Problem description:
Write out the Epson SC F2000 forum thread again, starting with "## Mircea (Jun" and going on through "like 600-800ma fuse..", and replace every "error" with "fault".

==== Supplied passage ====

# Epson SC F2000 critical error 1a39



## Mircea (Jun 27, 2017)

hello.
This is my first post here.
I\m having a problem with a F2000 machine giving error 1a39
Problem started when it wouldnt printout any ink..so an epson tech told me about a blonw fuse on mainboard f7 if i recall corectly.. He told me to replace it with a 2A/250V fuse .. and even tho i thought it was too big.. i replaced it with a 2A fuse.
Printer started perfectly.. but after 2 mins it started having heat issues... and after first 2 prints it gave critical error 1a39
I think the fuse was too big and something else was blown on main board?
Can anyone tell me what fuse was the origianl one?
Some ppl told me it was supposed to be like 600-800ma fuse..

Thank you for your help!


----------



## QuantumLeap (Sep 23, 2017)

Mircea said:


> hello.
> This is my first post here.
> I\m having a problem with a F2000 machine giving error 1a39
> Problem started when it wouldnt printout any ink..so an epson tech told me about a blonw fuse on mainboard f7 if i recall corectly.. He told me to replace it with a 2A/250V fuse .. and even tho i thought it was too big.. i replaced it with a 2A fuse.
> ...


What ended up happening???!!!!


----------



## islandgirl95 (Mar 12, 2019)

anyone ever get this error fixed???


----------

==== Records ====

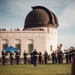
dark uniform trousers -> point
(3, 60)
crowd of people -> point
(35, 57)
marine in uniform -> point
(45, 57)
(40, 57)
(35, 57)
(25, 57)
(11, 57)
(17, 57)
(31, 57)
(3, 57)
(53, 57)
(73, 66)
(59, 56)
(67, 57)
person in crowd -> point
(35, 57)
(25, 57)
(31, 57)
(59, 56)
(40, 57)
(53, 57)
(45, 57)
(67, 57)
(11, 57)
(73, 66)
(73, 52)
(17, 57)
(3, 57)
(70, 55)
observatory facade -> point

====
==== Records ====

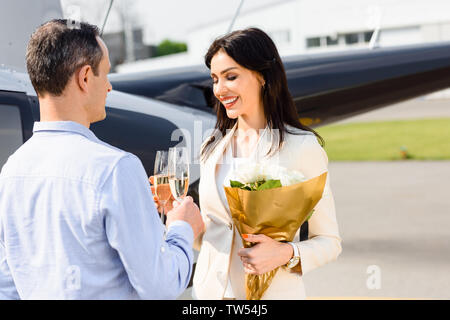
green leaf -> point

====

Full answer:
## Mircea (Jun 27, 2017)

hello.
This is my first post here.
I\m having a problem with a F2000 machine giving fault 1a39
Problem started when it wouldnt printout any ink..so an epson tech told me about a blonw fuse on mainboard f7 if i recall corectly.. He told me to replace it with a 2A/250V fuse .. and even tho i thought it was too big.. i replaced it with a 2A fuse.
Printer started perfectly.. but after 2 mins it started having heat issues... and after first 2 prints it gave critical fault 1a39
I think the fuse was too big and something else was blown on main board?
Can anyone tell me what fuse was the origianl one?
Some ppl told me it was supposed to be like 600-800ma fuse..